» WHAT IS NEEDED
Once you reach the line containing "box: [7, 184, 16, 206]" in the data below, restate each line word for word up to and including the one containing "rough mask: <svg".

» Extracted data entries

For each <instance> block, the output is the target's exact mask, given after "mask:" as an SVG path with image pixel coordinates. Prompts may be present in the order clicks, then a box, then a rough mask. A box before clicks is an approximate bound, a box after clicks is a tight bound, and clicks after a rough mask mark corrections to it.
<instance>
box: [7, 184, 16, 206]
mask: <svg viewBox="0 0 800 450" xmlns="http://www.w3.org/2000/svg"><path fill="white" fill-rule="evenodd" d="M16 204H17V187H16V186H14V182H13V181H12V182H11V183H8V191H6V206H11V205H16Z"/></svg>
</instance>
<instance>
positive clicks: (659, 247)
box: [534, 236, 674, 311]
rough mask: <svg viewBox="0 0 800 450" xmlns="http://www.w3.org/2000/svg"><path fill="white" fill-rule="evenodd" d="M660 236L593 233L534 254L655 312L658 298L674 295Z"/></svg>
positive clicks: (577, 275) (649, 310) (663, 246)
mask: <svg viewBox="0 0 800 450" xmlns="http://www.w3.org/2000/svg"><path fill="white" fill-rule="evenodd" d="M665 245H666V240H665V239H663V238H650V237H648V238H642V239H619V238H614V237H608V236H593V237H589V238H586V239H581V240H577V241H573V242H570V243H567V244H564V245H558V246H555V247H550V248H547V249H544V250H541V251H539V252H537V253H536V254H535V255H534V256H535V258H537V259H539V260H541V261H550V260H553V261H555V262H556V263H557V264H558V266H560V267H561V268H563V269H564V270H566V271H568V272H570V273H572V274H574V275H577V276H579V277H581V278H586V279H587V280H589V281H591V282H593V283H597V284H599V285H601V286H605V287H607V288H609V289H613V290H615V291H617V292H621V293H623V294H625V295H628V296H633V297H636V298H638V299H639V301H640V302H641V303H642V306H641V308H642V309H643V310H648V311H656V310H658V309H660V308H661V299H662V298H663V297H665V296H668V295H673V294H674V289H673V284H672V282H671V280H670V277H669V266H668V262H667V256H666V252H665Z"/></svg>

» ANSWER BELOW
box: [7, 184, 16, 206]
mask: <svg viewBox="0 0 800 450" xmlns="http://www.w3.org/2000/svg"><path fill="white" fill-rule="evenodd" d="M16 204H17V187H16V186H14V182H13V181H12V182H11V183H8V191H6V206H11V205H16Z"/></svg>
</instance>
<instance>
positive clicks: (659, 247)
box: [534, 236, 674, 311]
rough mask: <svg viewBox="0 0 800 450" xmlns="http://www.w3.org/2000/svg"><path fill="white" fill-rule="evenodd" d="M660 236L593 233L534 254L655 312L658 298L674 295Z"/></svg>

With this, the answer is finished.